Data extracted from a collection:
○ ○ ○ ○ ○

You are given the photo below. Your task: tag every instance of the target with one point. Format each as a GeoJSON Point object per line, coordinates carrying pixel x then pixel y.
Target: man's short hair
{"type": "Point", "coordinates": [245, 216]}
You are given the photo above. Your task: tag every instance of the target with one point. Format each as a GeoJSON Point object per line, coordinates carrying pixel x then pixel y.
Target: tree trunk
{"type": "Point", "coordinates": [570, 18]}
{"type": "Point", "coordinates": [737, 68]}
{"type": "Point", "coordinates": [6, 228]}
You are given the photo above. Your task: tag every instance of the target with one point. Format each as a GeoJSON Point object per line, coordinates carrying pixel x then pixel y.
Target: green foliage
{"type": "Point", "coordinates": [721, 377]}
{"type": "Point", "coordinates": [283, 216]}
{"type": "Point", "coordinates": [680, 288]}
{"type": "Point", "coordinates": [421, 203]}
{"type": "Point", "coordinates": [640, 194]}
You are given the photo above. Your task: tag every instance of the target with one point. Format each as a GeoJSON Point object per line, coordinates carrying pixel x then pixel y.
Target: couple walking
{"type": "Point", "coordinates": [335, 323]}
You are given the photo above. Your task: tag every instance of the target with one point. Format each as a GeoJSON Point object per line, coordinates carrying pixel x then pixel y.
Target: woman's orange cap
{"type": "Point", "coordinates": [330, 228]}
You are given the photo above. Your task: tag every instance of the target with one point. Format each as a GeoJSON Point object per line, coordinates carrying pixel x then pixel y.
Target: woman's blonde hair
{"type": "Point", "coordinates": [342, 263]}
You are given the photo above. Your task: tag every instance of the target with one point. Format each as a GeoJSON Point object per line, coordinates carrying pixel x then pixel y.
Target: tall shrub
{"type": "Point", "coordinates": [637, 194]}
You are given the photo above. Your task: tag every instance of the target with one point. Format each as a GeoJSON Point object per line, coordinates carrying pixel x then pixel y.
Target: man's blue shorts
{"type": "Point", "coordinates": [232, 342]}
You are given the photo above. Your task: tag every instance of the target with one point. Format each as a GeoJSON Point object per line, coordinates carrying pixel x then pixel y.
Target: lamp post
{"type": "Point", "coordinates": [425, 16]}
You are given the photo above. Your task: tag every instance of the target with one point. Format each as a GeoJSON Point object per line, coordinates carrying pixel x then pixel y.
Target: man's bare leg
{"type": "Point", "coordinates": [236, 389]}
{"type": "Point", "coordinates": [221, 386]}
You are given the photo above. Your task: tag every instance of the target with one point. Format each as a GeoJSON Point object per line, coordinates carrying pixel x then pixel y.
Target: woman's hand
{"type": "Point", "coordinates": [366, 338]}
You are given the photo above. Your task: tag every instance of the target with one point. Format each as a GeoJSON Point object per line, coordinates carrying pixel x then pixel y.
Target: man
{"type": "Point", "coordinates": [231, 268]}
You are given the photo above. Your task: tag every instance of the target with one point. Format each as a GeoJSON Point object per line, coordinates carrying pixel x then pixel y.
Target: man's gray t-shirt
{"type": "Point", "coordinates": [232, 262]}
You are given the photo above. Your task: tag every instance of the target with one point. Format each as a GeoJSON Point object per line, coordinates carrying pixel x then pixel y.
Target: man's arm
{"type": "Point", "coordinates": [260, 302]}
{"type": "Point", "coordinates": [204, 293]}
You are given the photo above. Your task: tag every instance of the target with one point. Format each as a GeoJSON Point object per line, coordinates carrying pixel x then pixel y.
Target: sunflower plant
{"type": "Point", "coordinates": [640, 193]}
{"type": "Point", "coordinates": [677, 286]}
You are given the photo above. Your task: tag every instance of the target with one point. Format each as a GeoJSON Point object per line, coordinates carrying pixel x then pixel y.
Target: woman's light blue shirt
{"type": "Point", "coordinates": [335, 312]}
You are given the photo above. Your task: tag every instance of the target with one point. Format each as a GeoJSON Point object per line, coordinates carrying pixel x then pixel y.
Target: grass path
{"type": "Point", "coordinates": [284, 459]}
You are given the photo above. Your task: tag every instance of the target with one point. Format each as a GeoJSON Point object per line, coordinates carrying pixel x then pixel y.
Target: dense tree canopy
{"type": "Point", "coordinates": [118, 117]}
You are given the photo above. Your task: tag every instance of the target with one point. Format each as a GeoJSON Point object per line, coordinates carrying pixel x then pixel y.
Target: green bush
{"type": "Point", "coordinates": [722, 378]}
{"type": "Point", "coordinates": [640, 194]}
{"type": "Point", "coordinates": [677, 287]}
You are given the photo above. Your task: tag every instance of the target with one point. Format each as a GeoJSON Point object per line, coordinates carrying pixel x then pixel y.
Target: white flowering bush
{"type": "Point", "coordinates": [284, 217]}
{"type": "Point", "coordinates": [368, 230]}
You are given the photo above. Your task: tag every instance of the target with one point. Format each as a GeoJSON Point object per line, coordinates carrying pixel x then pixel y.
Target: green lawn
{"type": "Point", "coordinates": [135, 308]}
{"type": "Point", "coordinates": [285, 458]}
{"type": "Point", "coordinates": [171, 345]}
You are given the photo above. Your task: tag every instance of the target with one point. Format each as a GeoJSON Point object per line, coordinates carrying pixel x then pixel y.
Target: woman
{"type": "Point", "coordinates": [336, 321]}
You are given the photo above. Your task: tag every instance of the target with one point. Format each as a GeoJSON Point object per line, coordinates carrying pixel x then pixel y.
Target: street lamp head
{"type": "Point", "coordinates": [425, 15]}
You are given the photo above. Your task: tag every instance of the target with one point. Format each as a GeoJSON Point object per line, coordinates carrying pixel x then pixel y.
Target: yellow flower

○ ○ ○ ○ ○

DIRECTIONS FOR THIS TASK:
Top to bottom, set down the entries above word for word.

EXPECTED OUTPUT:
You are given the photo below. Your task: tag every instance of the target with one point. Format each as a GeoJSON Point object per line, coordinates carrying pixel x then pixel y.
Target: man's short hair
{"type": "Point", "coordinates": [245, 216]}
You are given the photo above. Your task: tag every instance of the target with one point. Format each as a GeoJSON Point object per line, coordinates carrying pixel x then pixel y.
Target: tree trunk
{"type": "Point", "coordinates": [570, 18]}
{"type": "Point", "coordinates": [737, 68]}
{"type": "Point", "coordinates": [6, 228]}
You are given the photo above. Your task: tag every instance of the target with one point. Format each as a GeoJSON Point object per line, coordinates carrying pixel x then pixel y.
Target: green foliage
{"type": "Point", "coordinates": [721, 377]}
{"type": "Point", "coordinates": [283, 216]}
{"type": "Point", "coordinates": [680, 288]}
{"type": "Point", "coordinates": [421, 203]}
{"type": "Point", "coordinates": [640, 194]}
You are given the photo above. Your task: tag every instance of the target with one point. Format each as a GeoJSON Point object per line, coordinates carrying pixel x then pixel y.
Target: couple walking
{"type": "Point", "coordinates": [335, 323]}
You are given the photo above. Your task: tag every instance of the target with one point. Format each as a GeoJSON Point object per line, coordinates carrying pixel x then pixel y.
Target: woman's orange cap
{"type": "Point", "coordinates": [330, 228]}
You are given the photo above. Your task: tag every instance of the target with one point. Format each as a GeoJSON Point object per line, coordinates carrying pixel x then pixel y.
Target: woman's blonde hair
{"type": "Point", "coordinates": [342, 263]}
You are given the photo above. Your task: tag every instance of the target with one point. Format each as a GeoJSON Point object per line, coordinates carrying pixel x then pixel y.
Target: tall shrub
{"type": "Point", "coordinates": [637, 194]}
You are given the photo above. Your task: tag every instance of the target with one point. Format each as a GeoJSON Point object per line, coordinates carrying pixel x then pixel y.
Target: man's blue shorts
{"type": "Point", "coordinates": [232, 342]}
You are given the photo above. Your task: tag every instance of the target with one point. Format each as a GeoJSON Point object per line, coordinates carrying pixel x then pixel y.
Target: lamp post
{"type": "Point", "coordinates": [425, 16]}
You are given the photo above. Your task: tag every instance of the target with one point. Format each as a GeoJSON Point object per line, coordinates carrying pixel x then pixel y.
Target: man's bare leg
{"type": "Point", "coordinates": [236, 389]}
{"type": "Point", "coordinates": [221, 386]}
You are given the photo above. Your task: tag every instance of the target with one point. Format each as a GeoJSON Point object per line, coordinates carrying pixel x then pixel y.
Target: woman's hand
{"type": "Point", "coordinates": [366, 338]}
You are given the photo above. Your task: tag every instance of the target with one point. Format each as a GeoJSON Point object per line, coordinates carrying pixel x then pixel y.
Target: man
{"type": "Point", "coordinates": [231, 268]}
You are given the photo above. Your task: tag every instance of the target with one point. Format each as a GeoJSON Point object per line, coordinates carrying pixel x then pixel y.
Target: man's gray t-shirt
{"type": "Point", "coordinates": [232, 262]}
You are given the photo above. Your task: tag every instance of the target with one point. Format each as a GeoJSON Point object per line, coordinates carrying pixel x then pixel y.
Target: man's arm
{"type": "Point", "coordinates": [260, 302]}
{"type": "Point", "coordinates": [204, 293]}
You are given the photo above. Your task: tag every instance of the target with one point. Format each as a GeoJSON Point object per line, coordinates carrying pixel x then pixel y.
Target: sunflower plant
{"type": "Point", "coordinates": [640, 193]}
{"type": "Point", "coordinates": [677, 286]}
You are given the photo above. Your task: tag every instance of the target with one point. Format each as a GeoJSON Point object per line, coordinates carrying pixel x then pixel y.
Target: woman's light blue shirt
{"type": "Point", "coordinates": [335, 312]}
You are given the photo above. Your task: tag every instance of the target with one point. Format each as a GeoJSON Point object per line, coordinates carrying pixel x then pixel y.
Target: grass path
{"type": "Point", "coordinates": [284, 459]}
You are given the photo above. Your task: tag every instance of the target with one point. Format each as a GeoJSON Point object per line, coordinates carrying pixel x then pixel y.
Target: dense tree canopy
{"type": "Point", "coordinates": [118, 117]}
You are given the photo above. Your task: tag every instance of the target with one point. Format each as a GeoJSON Point object per line, coordinates carrying pixel x then pixel y.
Target: green bush
{"type": "Point", "coordinates": [722, 378]}
{"type": "Point", "coordinates": [640, 194]}
{"type": "Point", "coordinates": [677, 287]}
You are given the photo above. Your task: tag every instance of the target with one point. Format each as a GeoJSON Point object per line, coordinates carrying pixel x then pixel y.
Target: white flowering bush
{"type": "Point", "coordinates": [284, 217]}
{"type": "Point", "coordinates": [368, 230]}
You are given the photo above. Your task: tag every instance of the target with one point. Format each as a GeoJSON Point object per line, coordinates carrying pixel x then pixel y.
Target: green lawn
{"type": "Point", "coordinates": [135, 308]}
{"type": "Point", "coordinates": [285, 458]}
{"type": "Point", "coordinates": [171, 345]}
You are given the photo above. Your task: tag every instance of the target with one point. Format each as a GeoJSON Point object per line, coordinates carrying pixel x then pixel y.
Target: woman
{"type": "Point", "coordinates": [336, 321]}
You are given the photo above. Your task: tag every instance of the target with one point. Format each as a GeoJSON Point object per line, coordinates carrying pixel x then pixel y.
Target: street lamp head
{"type": "Point", "coordinates": [425, 15]}
You are given the photo above. Your task: tag every instance of the target with one point. Format each as a GeoJSON Point object per line, coordinates carrying pixel x then pixel y.
Target: yellow flower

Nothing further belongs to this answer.